• [Saved entries]
☆ ☆ ☆ ☆

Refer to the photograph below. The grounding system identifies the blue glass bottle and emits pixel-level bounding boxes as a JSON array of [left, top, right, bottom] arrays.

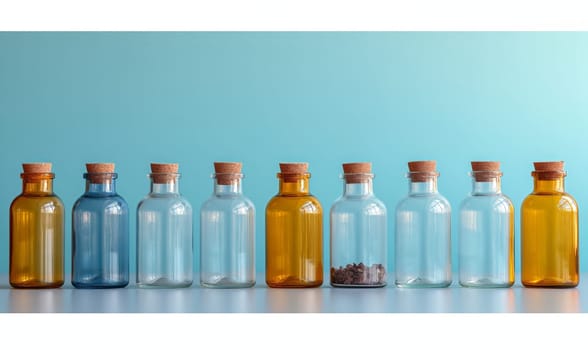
[[395, 161, 451, 287], [459, 162, 514, 287], [200, 162, 255, 288], [71, 163, 129, 288], [330, 163, 388, 287], [137, 163, 193, 288]]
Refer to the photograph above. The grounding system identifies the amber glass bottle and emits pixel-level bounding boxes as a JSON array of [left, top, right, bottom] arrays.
[[265, 163, 323, 288], [521, 162, 579, 287], [10, 163, 64, 288]]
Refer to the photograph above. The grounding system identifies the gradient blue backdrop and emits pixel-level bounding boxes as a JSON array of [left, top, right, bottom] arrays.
[[0, 32, 588, 280]]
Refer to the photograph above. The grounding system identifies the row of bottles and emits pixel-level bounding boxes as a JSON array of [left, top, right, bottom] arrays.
[[10, 161, 579, 288]]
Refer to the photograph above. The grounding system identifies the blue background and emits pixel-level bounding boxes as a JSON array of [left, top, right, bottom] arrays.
[[0, 32, 588, 281]]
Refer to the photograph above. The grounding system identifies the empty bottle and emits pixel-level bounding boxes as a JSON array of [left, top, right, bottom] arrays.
[[137, 163, 193, 288], [200, 162, 255, 288], [459, 162, 514, 287], [330, 163, 388, 287], [521, 161, 579, 287], [71, 163, 129, 288], [395, 161, 451, 287], [9, 163, 65, 288], [265, 163, 323, 288]]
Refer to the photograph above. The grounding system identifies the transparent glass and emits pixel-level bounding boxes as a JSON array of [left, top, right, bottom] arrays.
[[330, 174, 388, 287], [137, 174, 193, 288], [459, 171, 514, 288], [9, 173, 65, 288], [200, 175, 255, 288], [71, 173, 129, 288], [265, 173, 323, 288], [395, 173, 451, 287], [521, 174, 579, 287]]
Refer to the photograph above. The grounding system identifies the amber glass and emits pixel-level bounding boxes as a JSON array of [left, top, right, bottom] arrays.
[[10, 173, 64, 288], [521, 174, 579, 287], [265, 173, 323, 288]]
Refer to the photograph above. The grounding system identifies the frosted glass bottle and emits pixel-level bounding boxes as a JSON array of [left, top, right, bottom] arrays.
[[265, 163, 323, 288], [9, 163, 65, 288], [330, 163, 388, 287], [200, 162, 255, 288], [395, 161, 451, 287], [137, 163, 193, 288], [521, 162, 580, 287], [458, 162, 514, 287], [71, 163, 129, 288]]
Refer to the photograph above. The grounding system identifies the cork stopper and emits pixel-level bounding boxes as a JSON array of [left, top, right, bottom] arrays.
[[214, 162, 243, 185], [280, 163, 308, 182], [86, 163, 114, 183], [408, 160, 437, 182], [343, 162, 372, 183], [151, 163, 179, 184], [531, 160, 566, 180], [471, 161, 502, 182], [22, 163, 52, 174]]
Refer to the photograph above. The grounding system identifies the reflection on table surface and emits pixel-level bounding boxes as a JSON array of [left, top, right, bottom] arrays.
[[0, 279, 588, 313]]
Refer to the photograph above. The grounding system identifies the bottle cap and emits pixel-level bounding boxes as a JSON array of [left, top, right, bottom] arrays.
[[471, 161, 502, 182], [86, 163, 114, 183], [408, 160, 438, 182], [214, 162, 243, 185], [151, 163, 179, 183], [531, 160, 566, 180], [343, 162, 372, 183], [22, 163, 52, 174]]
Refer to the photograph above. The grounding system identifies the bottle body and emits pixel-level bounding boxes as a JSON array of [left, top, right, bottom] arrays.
[[10, 174, 65, 288], [137, 178, 193, 288], [459, 183, 514, 288], [72, 176, 129, 288], [200, 180, 255, 288], [265, 171, 323, 288], [330, 178, 387, 287], [395, 173, 451, 287], [521, 177, 579, 287]]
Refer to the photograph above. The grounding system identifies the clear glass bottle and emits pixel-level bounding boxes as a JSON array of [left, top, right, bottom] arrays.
[[521, 161, 579, 287], [330, 163, 388, 287], [459, 162, 514, 288], [9, 163, 65, 288], [200, 162, 255, 288], [137, 163, 193, 288], [395, 161, 451, 287], [265, 163, 323, 288], [71, 163, 129, 288]]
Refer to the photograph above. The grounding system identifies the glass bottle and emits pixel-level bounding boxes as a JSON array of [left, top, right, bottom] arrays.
[[137, 163, 193, 288], [10, 163, 65, 288], [459, 162, 514, 287], [521, 161, 579, 287], [265, 163, 323, 288], [200, 162, 255, 288], [395, 161, 451, 287], [71, 163, 129, 288], [330, 163, 387, 287]]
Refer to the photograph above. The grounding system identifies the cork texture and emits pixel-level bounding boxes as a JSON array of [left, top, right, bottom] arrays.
[[408, 160, 437, 182], [151, 163, 179, 183], [531, 160, 566, 180], [343, 162, 372, 183], [22, 163, 52, 174], [214, 162, 243, 185], [471, 161, 502, 182]]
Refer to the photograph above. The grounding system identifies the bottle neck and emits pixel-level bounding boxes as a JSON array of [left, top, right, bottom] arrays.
[[21, 173, 54, 195], [533, 176, 564, 193], [343, 176, 374, 197], [472, 177, 502, 196], [408, 177, 437, 195], [278, 174, 310, 195]]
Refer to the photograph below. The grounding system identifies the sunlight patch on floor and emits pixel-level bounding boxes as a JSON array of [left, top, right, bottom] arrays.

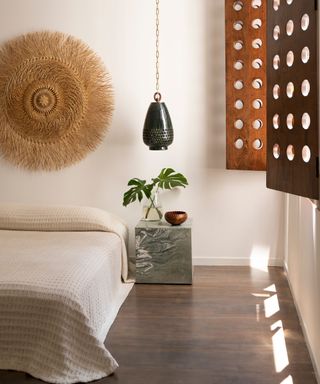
[[271, 320, 289, 373], [280, 375, 293, 384], [264, 295, 280, 318]]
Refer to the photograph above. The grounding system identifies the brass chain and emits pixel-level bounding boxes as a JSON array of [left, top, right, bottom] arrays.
[[156, 0, 160, 92]]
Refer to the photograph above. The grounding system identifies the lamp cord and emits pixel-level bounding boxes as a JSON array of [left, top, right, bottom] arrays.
[[154, 0, 161, 101]]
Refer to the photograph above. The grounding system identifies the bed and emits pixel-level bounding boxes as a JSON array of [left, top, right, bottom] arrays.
[[0, 205, 132, 384]]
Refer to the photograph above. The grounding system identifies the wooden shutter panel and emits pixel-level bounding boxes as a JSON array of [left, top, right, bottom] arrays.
[[225, 0, 266, 170], [267, 0, 319, 199]]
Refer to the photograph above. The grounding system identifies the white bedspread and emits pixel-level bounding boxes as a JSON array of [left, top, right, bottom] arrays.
[[0, 206, 132, 384]]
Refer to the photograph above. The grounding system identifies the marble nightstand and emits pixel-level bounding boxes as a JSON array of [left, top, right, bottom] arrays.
[[135, 220, 192, 284]]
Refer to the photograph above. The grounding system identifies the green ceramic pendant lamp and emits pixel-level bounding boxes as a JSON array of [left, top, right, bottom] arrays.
[[143, 0, 173, 151]]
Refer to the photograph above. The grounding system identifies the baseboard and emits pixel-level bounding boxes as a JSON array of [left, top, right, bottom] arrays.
[[192, 257, 283, 267], [283, 261, 320, 384]]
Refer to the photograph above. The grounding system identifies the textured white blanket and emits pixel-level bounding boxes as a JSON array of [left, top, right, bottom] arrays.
[[0, 206, 132, 384]]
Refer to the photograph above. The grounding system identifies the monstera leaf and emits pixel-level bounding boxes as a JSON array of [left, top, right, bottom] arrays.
[[123, 168, 188, 207], [152, 168, 188, 189], [122, 178, 153, 207]]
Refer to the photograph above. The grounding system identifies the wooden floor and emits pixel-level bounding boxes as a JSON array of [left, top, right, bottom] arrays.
[[0, 267, 317, 384]]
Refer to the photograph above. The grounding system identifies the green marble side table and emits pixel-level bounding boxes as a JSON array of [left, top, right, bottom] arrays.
[[135, 220, 192, 284]]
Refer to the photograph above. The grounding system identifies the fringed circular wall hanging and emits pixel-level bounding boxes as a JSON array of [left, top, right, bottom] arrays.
[[0, 32, 113, 170]]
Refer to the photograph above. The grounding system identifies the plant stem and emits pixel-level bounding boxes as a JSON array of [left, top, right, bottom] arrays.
[[146, 186, 162, 219]]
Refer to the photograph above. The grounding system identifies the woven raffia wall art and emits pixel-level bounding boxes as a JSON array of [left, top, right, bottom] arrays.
[[0, 32, 113, 170]]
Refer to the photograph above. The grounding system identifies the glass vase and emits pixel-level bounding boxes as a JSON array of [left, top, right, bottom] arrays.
[[142, 192, 163, 221]]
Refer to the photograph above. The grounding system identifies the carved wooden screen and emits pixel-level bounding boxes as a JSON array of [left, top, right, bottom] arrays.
[[267, 0, 319, 199], [225, 0, 266, 170]]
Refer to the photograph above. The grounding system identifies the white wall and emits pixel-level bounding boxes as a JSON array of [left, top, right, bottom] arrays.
[[285, 195, 320, 379], [0, 0, 283, 264]]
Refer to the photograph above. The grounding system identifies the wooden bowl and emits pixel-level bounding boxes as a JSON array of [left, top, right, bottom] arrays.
[[164, 211, 188, 225]]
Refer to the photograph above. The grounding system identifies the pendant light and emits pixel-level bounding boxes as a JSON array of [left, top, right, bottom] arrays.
[[143, 0, 173, 151]]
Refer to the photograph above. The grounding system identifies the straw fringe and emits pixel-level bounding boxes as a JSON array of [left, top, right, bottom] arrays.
[[0, 32, 114, 170]]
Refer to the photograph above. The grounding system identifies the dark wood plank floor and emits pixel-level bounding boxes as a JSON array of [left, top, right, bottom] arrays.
[[0, 267, 317, 384]]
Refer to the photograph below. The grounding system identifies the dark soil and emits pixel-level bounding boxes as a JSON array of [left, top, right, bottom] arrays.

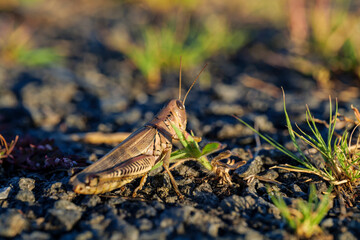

☆ ☆ ☆ ☆

• [SET TASK]
Copy out everything from the start of the records down to the line containing "163, 193, 288]]", including that line, word for word. Omit the picture from your copy.

• [REPLY TO THE EXERCISE]
Refer to the photograph below. The grounding system identifies the blue glass bottle and emits pixel-level bounding boxes as a JSON array of [left, top, right, bottom] arrays.

[[395, 161, 451, 287], [459, 162, 514, 287], [200, 162, 255, 288], [71, 163, 129, 288], [330, 163, 388, 287], [137, 163, 193, 288]]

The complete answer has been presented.